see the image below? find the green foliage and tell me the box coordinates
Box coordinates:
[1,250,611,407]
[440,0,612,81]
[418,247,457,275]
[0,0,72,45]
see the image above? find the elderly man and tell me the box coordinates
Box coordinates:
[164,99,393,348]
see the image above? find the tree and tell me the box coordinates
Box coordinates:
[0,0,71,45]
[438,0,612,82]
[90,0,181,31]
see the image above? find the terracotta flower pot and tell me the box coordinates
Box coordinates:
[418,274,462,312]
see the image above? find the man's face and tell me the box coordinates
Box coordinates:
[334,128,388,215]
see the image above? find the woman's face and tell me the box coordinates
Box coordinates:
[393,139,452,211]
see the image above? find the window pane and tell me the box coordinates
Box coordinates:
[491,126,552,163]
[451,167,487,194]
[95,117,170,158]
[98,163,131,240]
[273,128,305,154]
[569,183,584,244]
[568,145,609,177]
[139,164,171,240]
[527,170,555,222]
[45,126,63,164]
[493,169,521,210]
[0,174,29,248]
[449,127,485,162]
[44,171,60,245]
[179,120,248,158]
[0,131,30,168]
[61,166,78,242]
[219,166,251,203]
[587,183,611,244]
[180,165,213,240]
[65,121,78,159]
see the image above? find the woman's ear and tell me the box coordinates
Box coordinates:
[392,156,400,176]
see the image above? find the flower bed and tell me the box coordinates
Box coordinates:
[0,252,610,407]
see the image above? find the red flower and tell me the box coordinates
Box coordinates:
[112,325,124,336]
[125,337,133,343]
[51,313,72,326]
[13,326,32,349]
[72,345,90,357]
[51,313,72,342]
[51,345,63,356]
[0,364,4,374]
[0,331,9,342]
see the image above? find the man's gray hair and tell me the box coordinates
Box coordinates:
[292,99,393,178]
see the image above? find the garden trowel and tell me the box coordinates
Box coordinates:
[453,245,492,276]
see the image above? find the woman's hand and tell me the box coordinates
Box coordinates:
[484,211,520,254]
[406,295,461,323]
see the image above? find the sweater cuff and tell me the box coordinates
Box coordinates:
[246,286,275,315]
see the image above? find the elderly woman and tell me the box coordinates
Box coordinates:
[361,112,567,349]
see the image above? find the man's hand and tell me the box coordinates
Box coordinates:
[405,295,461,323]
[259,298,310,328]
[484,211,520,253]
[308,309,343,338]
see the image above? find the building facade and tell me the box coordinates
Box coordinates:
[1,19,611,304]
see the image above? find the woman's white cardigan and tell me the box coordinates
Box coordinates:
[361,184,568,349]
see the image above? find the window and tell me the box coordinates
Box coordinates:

---

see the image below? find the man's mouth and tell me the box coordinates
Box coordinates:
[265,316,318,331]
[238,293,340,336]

=== Brief ===
From the listing above, the lines starting with the one that has "see the image above? find the man's face" and running through the one that has "see the image above? find the window pane" should be copied exactly, ends included.

=== Answer to this exercise ===
see the image above? find the man's face and tell me the box coordinates
Box coordinates:
[334,128,388,215]
see the image above? find the woman's face and tell me the box coordinates
Box coordinates:
[393,139,452,211]
see the image above? find the window pane and tell me the box coordinates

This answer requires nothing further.